▶ [Point annotation lines]
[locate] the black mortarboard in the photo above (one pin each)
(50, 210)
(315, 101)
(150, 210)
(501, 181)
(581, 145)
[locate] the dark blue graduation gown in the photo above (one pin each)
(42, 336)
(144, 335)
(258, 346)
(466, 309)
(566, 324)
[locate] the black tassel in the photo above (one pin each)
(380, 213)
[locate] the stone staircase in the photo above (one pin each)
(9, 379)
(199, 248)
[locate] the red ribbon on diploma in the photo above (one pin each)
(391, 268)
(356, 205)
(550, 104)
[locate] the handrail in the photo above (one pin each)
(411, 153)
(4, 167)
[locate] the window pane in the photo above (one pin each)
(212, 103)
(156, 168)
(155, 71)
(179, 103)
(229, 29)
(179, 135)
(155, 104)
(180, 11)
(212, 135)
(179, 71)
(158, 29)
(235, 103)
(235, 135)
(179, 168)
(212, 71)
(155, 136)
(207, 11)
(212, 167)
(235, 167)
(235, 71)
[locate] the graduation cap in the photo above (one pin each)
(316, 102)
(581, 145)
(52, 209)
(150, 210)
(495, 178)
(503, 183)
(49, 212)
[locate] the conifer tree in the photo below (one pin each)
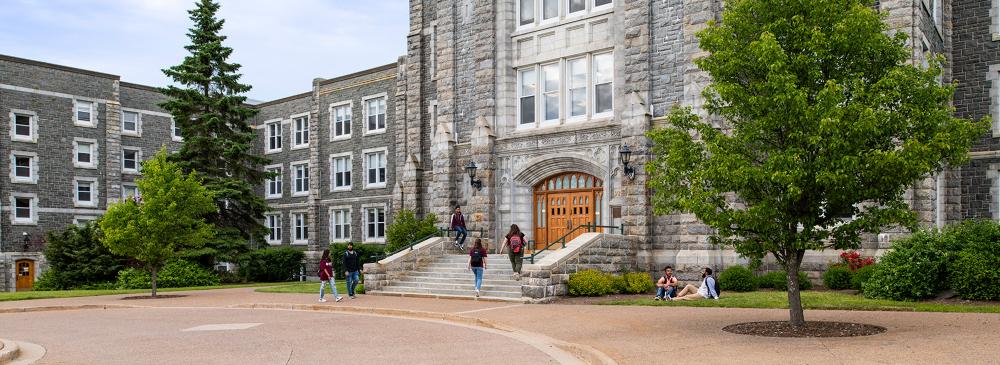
(208, 105)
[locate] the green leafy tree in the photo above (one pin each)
(208, 106)
(827, 123)
(167, 218)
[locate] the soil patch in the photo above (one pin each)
(158, 296)
(811, 329)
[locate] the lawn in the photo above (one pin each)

▶ [Goal] Reproduce the stretch of lines from the one containing "[locate] the stone" through the end of the lines, including both ends. Leave the pictures out of your answer.

▶ [Written reply]
[locate] the stone staircase in the photo above (one pin each)
(9, 379)
(199, 248)
[locate] the red ribbon on diploma in the photo above (one pin each)
(391, 268)
(356, 205)
(550, 104)
[locate] the handrail in the photo above (one pin each)
(411, 153)
(4, 167)
[locate] the window pane in the photo above (one pin each)
(212, 103)
(156, 168)
(155, 71)
(179, 103)
(229, 29)
(179, 135)
(155, 104)
(180, 11)
(212, 135)
(179, 71)
(158, 29)
(235, 103)
(235, 135)
(179, 168)
(212, 71)
(155, 136)
(207, 11)
(212, 167)
(235, 167)
(235, 71)
[locate] the graduation cap in the photo above (one pin each)
(316, 102)
(581, 145)
(52, 209)
(150, 210)
(495, 178)
(503, 183)
(49, 212)
[locate] the conifer tree in the photo below (one pin each)
(208, 105)
[locate] the green leafy tree in the photo above (one pin each)
(208, 106)
(827, 123)
(167, 218)
[locate] the soil patch in the photo above (one pin each)
(158, 296)
(811, 329)
[locate] the lawn in the photo above (one pin each)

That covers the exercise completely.